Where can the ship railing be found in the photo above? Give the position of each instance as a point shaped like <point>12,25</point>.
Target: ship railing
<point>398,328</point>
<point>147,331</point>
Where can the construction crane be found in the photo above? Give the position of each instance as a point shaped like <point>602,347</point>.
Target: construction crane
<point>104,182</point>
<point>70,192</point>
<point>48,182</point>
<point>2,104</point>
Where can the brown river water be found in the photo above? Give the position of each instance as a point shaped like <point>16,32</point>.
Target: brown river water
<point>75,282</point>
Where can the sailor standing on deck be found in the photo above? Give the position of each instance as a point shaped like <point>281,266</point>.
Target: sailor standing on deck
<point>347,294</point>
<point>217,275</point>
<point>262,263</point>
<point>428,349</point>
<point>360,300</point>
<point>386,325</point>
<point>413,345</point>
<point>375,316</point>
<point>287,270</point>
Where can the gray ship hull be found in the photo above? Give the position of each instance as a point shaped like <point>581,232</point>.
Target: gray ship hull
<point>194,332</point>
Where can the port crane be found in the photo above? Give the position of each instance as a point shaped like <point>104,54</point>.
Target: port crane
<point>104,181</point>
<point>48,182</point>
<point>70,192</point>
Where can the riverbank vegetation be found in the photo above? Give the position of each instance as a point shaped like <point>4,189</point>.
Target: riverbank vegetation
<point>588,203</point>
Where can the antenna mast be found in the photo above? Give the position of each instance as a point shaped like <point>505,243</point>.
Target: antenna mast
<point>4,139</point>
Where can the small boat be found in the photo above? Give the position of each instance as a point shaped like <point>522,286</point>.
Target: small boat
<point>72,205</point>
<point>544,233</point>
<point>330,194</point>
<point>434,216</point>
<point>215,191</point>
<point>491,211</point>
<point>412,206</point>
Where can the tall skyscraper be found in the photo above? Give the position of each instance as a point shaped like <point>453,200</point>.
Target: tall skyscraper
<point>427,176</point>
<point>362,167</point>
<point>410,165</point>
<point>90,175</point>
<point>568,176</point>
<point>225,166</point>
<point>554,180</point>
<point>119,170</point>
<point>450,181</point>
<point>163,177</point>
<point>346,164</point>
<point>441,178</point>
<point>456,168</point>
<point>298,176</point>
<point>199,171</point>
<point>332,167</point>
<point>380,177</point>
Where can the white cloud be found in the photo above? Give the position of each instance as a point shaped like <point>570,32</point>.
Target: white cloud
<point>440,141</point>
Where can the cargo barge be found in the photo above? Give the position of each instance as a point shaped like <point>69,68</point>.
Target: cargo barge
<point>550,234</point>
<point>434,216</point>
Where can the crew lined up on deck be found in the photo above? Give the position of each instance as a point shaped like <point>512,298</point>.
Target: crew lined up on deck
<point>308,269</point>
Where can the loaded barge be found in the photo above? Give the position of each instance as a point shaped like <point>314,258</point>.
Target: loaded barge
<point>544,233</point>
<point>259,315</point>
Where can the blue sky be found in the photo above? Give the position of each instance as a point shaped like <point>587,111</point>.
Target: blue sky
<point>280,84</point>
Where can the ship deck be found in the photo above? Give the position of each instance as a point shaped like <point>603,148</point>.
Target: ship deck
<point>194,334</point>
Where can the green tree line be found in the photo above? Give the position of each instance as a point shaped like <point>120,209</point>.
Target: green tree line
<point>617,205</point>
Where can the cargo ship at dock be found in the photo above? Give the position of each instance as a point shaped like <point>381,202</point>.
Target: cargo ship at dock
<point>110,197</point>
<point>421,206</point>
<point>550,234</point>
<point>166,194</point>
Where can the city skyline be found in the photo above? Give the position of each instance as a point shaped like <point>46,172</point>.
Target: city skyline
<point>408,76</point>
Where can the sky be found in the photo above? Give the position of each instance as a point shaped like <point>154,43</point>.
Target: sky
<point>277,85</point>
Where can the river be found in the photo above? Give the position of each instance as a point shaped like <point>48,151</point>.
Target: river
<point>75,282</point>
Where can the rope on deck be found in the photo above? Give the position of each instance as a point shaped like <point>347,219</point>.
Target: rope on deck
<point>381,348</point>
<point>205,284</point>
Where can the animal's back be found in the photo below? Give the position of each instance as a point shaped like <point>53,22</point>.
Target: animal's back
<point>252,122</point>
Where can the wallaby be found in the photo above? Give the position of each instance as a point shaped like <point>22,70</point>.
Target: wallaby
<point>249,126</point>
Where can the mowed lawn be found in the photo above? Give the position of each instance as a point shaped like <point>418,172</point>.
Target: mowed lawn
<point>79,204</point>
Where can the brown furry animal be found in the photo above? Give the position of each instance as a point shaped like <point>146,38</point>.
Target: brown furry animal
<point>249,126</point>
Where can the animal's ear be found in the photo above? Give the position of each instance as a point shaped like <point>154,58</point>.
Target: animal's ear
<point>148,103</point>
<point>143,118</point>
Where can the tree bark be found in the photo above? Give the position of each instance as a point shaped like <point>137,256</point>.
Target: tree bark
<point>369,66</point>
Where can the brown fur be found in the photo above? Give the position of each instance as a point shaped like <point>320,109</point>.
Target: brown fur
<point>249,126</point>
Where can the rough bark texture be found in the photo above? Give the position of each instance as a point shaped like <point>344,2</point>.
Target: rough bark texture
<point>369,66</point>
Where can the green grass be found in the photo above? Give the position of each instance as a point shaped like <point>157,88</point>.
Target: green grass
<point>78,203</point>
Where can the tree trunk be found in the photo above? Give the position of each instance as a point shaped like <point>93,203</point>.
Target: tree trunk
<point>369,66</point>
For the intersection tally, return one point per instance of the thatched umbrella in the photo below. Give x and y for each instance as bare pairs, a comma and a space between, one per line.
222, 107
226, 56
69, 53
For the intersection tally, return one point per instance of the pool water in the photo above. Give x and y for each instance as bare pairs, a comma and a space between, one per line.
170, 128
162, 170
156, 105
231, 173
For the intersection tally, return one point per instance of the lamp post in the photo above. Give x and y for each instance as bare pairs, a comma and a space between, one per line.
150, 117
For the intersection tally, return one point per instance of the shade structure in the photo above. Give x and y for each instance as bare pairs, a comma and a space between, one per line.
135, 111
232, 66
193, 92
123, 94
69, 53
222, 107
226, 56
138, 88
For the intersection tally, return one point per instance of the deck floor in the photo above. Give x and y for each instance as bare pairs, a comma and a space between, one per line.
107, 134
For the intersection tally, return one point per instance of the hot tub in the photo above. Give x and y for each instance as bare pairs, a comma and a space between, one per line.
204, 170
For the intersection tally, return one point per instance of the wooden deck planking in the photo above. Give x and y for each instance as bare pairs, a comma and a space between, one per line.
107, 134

> _EXERCISE INSTRUCTIONS_: Go through the entries and repeat each one exactly.

> _RESPONSE AREA_:
Where can the ship railing be found in the photo above? Give the position of each instance as a point shaped like <point>12,25</point>.
Target: ship railing
<point>398,328</point>
<point>147,331</point>
Where can the construction crane be found in the photo above? Give the position of each instance as a point shaped like <point>602,347</point>.
Target: construction crane
<point>104,182</point>
<point>70,192</point>
<point>48,182</point>
<point>2,104</point>
Where can the brown river water be found in the photo above? Give the position of each instance as a point shaped like <point>16,32</point>.
Target: brown river water
<point>75,282</point>
Where can the sailor standing on deck be found in the photo above? Give the position of each instance as a point shaped like <point>281,266</point>.
Target: sailor standing on deck
<point>347,294</point>
<point>217,275</point>
<point>262,263</point>
<point>428,349</point>
<point>360,300</point>
<point>386,325</point>
<point>413,345</point>
<point>375,316</point>
<point>287,270</point>
Where can the gray ship hull be found in the photo above? Give the position of each instance as a point shaped like <point>581,232</point>.
Target: gray ship hull
<point>194,332</point>
Where can the port crane be found in the photo above? Give the position of each instance as a point shaped like <point>104,54</point>.
Target: port crane
<point>104,181</point>
<point>48,182</point>
<point>70,192</point>
Where can the riverbank vegetation be found in the photo above? Give the position of each instance as a point shaped like <point>4,189</point>.
Target: riverbank vegetation
<point>588,203</point>
Where can the antenna mast be found in the photo above? Give the position of each instance as a point shaped like <point>505,243</point>.
Target: antenna mast
<point>4,139</point>
Where can the small boat be found in the photo above? Give the position of each instance as a point shaped like <point>522,286</point>.
Target: small boat
<point>72,205</point>
<point>544,233</point>
<point>330,194</point>
<point>434,216</point>
<point>215,191</point>
<point>491,211</point>
<point>412,206</point>
Where can the tall skyscraper be found in the photo above? Give the position of each instance as a point shaped like <point>453,200</point>.
Target: tall skyscraper
<point>427,176</point>
<point>362,167</point>
<point>410,165</point>
<point>90,175</point>
<point>568,176</point>
<point>225,166</point>
<point>554,180</point>
<point>119,170</point>
<point>450,181</point>
<point>163,177</point>
<point>346,164</point>
<point>441,178</point>
<point>456,168</point>
<point>298,176</point>
<point>199,171</point>
<point>332,167</point>
<point>380,177</point>
Where can the white cloud be found in the photo above? Give the position of each instance as a point shaped like <point>570,32</point>.
Target: white cloud
<point>440,141</point>
Where can the cargo barge be found in the photo above? Give the position of each instance as a point shaped like <point>69,68</point>.
Target: cargo barge
<point>550,234</point>
<point>434,216</point>
Where can the crew lined up on deck be found in the photo above? Give the position of each instance as a point shaped like <point>512,298</point>.
Target: crew lined up on deck
<point>308,269</point>
Where can the loaded barge be found in the photo above? Give the position of each instance as a point shaped like <point>314,258</point>.
Target: loaded barge
<point>544,233</point>
<point>259,315</point>
Where can the blue sky be found in the photo above? Give the position of each instance as a point shaped like <point>587,111</point>.
Target: blue sky
<point>280,84</point>
Where can the ship deck be found in the photo above? Give the position of each instance as a point shaped like <point>603,148</point>.
Target: ship deck
<point>194,334</point>
Where can the green tree line be found in the photo above? Give the position of each instance as a point shaped like <point>120,209</point>.
Target: green tree line
<point>617,205</point>
Where can the cargo ship at dock be found in the photo above? Give the position of each instance as a point shaped like <point>381,202</point>.
Target: cargo ship at dock
<point>110,197</point>
<point>421,206</point>
<point>550,234</point>
<point>166,194</point>
Where can the city skyline be found in the photo above? Give the position of each instance as a point shaped like <point>46,172</point>.
Target: city skyline
<point>408,76</point>
Where can the sky be found in the photo above? Give the position of each instance as a point shaped like <point>154,43</point>.
Target: sky
<point>277,85</point>
Where can the river be found in the photo above? Give the position of each instance as a point shaped like <point>48,151</point>.
Target: river
<point>75,282</point>
Where can the rope on deck be found in the photo above? Give the position of each instance as a point shaped like <point>347,219</point>.
Target: rope on deck
<point>381,348</point>
<point>205,284</point>
Where can the animal's back be found in the photo below? Give the position of each instance as a point shaped like <point>53,22</point>.
Target: animal's back
<point>252,122</point>
Where can the wallaby be found in the photo above? Give the position of each instance as a point shaped like <point>22,70</point>.
Target: wallaby
<point>249,126</point>
Where can the mowed lawn be found in the photo above? Give the position of each instance as a point shaped like <point>418,172</point>.
Target: mowed lawn
<point>79,204</point>
Where can the brown furry animal be found in the photo above? Give the position of each instance as a point shaped like <point>146,38</point>.
Target: brown furry animal
<point>249,126</point>
Where can the animal's ear be found in the photo above? Give the position of each instance as a point shaped like <point>154,58</point>.
Target: animal's ear
<point>148,103</point>
<point>143,118</point>
Where can the tree bark be found in the photo above? Give the position of each instance as a point shaped like <point>137,256</point>.
Target: tree bark
<point>369,66</point>
Where can the brown fur be found in the photo above? Give the position of each instance as a point shaped like <point>320,109</point>.
Target: brown fur
<point>249,126</point>
Where can the rough bark texture be found in the photo above? Give the position of each instance as a point shaped like <point>344,2</point>.
Target: rough bark texture
<point>369,66</point>
Where can the green grass be found in the photo above? Give the position of each instance as a point shaped like <point>157,88</point>.
Target: green grass
<point>78,203</point>
Where can the tree trunk be found in the photo above? Give the position of each instance as a point shaped like <point>93,203</point>.
Target: tree trunk
<point>369,66</point>
For the intersection tally, return one point per instance of the thatched umbrella in the photo below. Give x and y for each instance as bare pairs, a comma and a space between, one per line.
222, 107
226, 56
69, 53
For the intersection tally, return one point per instance of the pool water in the photo above. Give x and y for each instance as bare pairs, a comma and a space between, one per line.
170, 128
162, 170
156, 105
231, 173
For the intersection tally, return one point per instance of the lamp post in the photo above. Give x and y for each instance as bare pairs, a comma and a space between, one per line.
150, 117
For the intersection tally, return one point per instance of the shade structure in the photo above. Give x and y for each instance as bare pairs, a comma and a space between, one per line.
135, 111
232, 66
193, 92
123, 94
69, 53
222, 107
226, 56
138, 88
For the intersection tally, return one point per instance of the deck floor in the photo above. Give x and y for each instance as bare pairs, a comma and a space between, one per line.
107, 134
For the intersection tally, return one point per instance of the hot tub in the photo above. Give x and y for each instance as bare pairs, a comma and a space between, one per line.
204, 170
For the intersection tally, return one point per instance of the wooden deck planking in the photo above. Give x and y for each instance as bare pairs, a comma and a space between, one per line.
107, 134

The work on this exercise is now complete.